Exercise directions:
What lines of the material below include the string "rear"? Copy all of them.

Data supplied below:

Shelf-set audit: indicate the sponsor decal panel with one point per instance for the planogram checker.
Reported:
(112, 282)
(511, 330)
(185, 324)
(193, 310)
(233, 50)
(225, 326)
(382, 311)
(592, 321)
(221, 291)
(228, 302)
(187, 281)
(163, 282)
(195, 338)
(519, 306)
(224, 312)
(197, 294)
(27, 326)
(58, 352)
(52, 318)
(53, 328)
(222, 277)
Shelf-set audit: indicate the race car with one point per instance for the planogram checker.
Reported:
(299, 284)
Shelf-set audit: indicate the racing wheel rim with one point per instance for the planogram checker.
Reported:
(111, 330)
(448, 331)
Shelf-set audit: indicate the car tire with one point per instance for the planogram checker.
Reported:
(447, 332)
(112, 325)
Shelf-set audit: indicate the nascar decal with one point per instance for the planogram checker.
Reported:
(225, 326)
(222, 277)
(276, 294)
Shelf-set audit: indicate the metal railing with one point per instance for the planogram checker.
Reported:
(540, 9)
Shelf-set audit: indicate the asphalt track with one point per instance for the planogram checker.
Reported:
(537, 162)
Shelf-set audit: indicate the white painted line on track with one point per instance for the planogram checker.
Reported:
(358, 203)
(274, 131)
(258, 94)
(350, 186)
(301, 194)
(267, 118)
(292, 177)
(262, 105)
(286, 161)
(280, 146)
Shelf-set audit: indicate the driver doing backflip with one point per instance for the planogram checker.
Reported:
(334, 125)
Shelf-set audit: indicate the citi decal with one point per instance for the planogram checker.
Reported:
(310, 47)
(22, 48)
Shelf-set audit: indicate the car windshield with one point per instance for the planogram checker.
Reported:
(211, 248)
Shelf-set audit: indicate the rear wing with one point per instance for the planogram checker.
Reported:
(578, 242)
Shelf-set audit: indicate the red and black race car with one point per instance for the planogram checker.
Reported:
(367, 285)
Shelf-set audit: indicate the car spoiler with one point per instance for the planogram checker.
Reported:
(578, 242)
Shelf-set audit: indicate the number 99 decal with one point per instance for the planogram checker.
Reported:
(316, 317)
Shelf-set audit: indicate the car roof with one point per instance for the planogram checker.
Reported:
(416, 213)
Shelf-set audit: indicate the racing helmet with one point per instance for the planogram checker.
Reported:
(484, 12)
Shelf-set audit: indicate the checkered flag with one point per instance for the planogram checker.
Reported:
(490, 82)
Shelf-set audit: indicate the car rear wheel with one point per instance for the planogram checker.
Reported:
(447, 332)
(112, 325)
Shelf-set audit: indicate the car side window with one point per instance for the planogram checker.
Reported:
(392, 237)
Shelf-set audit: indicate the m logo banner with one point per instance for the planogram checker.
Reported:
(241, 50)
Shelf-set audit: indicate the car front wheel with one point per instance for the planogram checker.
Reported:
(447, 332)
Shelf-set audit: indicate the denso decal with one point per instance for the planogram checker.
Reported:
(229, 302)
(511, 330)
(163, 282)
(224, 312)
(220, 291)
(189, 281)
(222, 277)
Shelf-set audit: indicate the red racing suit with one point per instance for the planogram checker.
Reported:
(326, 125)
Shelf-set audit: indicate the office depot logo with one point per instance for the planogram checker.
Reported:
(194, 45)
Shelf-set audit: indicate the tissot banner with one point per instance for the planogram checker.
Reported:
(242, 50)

End of Data supplied.

Task solution:
Shelf-set audit: indicate the rear wing with one point per instance for the planogram checker.
Shelf-set audit: indicate the car rear wheel with one point per instance for the planogram checker.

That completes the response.